/---

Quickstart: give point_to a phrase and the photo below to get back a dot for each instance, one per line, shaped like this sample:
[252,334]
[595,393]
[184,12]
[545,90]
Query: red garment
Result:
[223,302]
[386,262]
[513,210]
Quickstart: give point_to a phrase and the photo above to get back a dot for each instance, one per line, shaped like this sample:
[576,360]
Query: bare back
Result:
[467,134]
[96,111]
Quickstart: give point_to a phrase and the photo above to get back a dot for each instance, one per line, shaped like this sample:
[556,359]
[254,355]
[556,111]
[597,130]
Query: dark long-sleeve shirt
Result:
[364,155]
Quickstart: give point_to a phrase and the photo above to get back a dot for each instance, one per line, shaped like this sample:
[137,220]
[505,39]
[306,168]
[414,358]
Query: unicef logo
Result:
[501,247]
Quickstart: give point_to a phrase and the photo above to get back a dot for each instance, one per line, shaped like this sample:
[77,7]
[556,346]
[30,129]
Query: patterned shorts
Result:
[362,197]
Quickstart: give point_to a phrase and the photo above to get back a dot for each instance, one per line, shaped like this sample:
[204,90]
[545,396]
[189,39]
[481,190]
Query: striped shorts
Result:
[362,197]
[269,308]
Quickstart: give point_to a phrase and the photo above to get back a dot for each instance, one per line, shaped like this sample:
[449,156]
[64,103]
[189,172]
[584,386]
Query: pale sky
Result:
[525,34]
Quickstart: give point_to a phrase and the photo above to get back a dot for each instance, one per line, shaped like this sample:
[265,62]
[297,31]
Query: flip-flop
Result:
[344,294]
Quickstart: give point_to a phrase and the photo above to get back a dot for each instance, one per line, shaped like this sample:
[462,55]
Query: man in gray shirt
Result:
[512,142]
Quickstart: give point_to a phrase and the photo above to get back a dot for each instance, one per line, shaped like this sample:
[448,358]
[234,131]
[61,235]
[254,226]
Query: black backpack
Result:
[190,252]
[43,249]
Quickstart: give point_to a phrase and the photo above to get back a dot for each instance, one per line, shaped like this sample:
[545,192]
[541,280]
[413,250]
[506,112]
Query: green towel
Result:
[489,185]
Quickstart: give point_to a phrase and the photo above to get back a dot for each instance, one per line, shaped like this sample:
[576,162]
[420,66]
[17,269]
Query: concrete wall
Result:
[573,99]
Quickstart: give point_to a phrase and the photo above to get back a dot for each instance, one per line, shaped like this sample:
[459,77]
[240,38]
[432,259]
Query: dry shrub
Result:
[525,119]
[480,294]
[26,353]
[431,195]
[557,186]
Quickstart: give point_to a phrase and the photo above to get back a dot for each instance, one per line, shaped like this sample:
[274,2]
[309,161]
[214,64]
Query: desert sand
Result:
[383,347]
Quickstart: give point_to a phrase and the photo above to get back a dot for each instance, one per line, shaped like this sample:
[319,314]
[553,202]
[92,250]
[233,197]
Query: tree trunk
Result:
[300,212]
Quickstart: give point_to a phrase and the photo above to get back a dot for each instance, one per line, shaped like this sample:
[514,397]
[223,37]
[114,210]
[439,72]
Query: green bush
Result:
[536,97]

\---

# EXERCISE TASK:
Exactly reproduce all of the entries.

# OUTPUT FOR THIS TASK:
Quickstart: give point_to a phrase and the photo below to get back a dot for each instance, one per line, shaped like this sample:
[252,334]
[595,393]
[184,12]
[545,90]
Query: red garment
Result:
[223,302]
[386,262]
[513,210]
Quickstart: give point_to a phrase and the photo above to get back a dot for each instance, one per line, shaped like this sample:
[576,360]
Query: bare back
Result:
[467,134]
[96,111]
Quickstart: give point_to a phrase and the photo above to get back a dot for each instance, one per line, shaped like this sample:
[556,359]
[254,355]
[556,111]
[597,130]
Query: dark long-sleeve shirt
Result:
[364,155]
Quickstart: give point_to a phrase and the photo above to get back a dot for each instance, one per line, shaped like this sample:
[137,220]
[505,39]
[306,168]
[414,358]
Query: unicef logo
Result:
[501,247]
Quickstart: give point_to a phrase and the photo above to get back a dot for each instance, one per line, shaped like this sample:
[77,7]
[556,346]
[30,129]
Query: patterned shorts
Result:
[362,197]
Quickstart: give point_to a phrase and the photo above to get back a dot for each instance, one per line, shaped like this sample:
[204,90]
[545,396]
[189,39]
[481,190]
Query: striped shorts
Result:
[362,197]
[269,308]
Quickstart: give point_to a phrase and the photo above to get back a dot for each instance, one per line, shaped like this sample:
[449,156]
[64,103]
[189,172]
[584,386]
Query: pale sky
Result:
[525,34]
Quickstart: give point_to a phrase and the photo above to get back a dot for each instance, one per line, shaped like this sample:
[265,62]
[297,31]
Query: flip-flop
Result:
[344,294]
Quickstart: give point_to a phrase and the photo above to get back a dot for each instance, one per line, shaped like this sample:
[462,55]
Query: man in gray shirt
Result:
[512,142]
Quickstart: give point_to a phrase and the photo above to get back a dot for each instance, one per line, shaped like this sample:
[448,358]
[234,131]
[61,235]
[254,226]
Query: black backpack
Result:
[190,252]
[43,249]
Quickstart: give point_to a phrase and the photo above to get back a dot for each instance, one per line, shaped like this sample:
[545,192]
[541,280]
[413,250]
[506,112]
Query: green towel
Result:
[489,185]
Quickstart: give point_to a phrase and the photo above to get back a dot for each instance, one per line, shaped like this sample:
[576,162]
[420,66]
[17,269]
Query: concrete wall
Result:
[573,99]
Quickstart: give point_to a phrase and the photo above to get back a dot for each instance, one per line, shaped like this sample:
[459,77]
[240,38]
[432,259]
Query: dry shrub
Result:
[525,119]
[480,294]
[26,353]
[431,195]
[557,186]
Quickstart: give point_to a phrase and the photo above to get back a dot for each instance, one per line, shaped like this sample:
[274,2]
[309,161]
[214,64]
Query: desert sand
Result:
[383,347]
Quickstart: give point_to a phrase and the photo above to get back a dot for each instance, one per line, shaped like this sample:
[319,314]
[553,202]
[92,250]
[233,197]
Query: tree trunk
Result:
[300,212]
Quickstart: give point_to a phrase and the photo above to get back a dot for each instance, one per line, shaped like this sample:
[514,397]
[223,37]
[114,210]
[439,72]
Query: green bush
Result:
[536,97]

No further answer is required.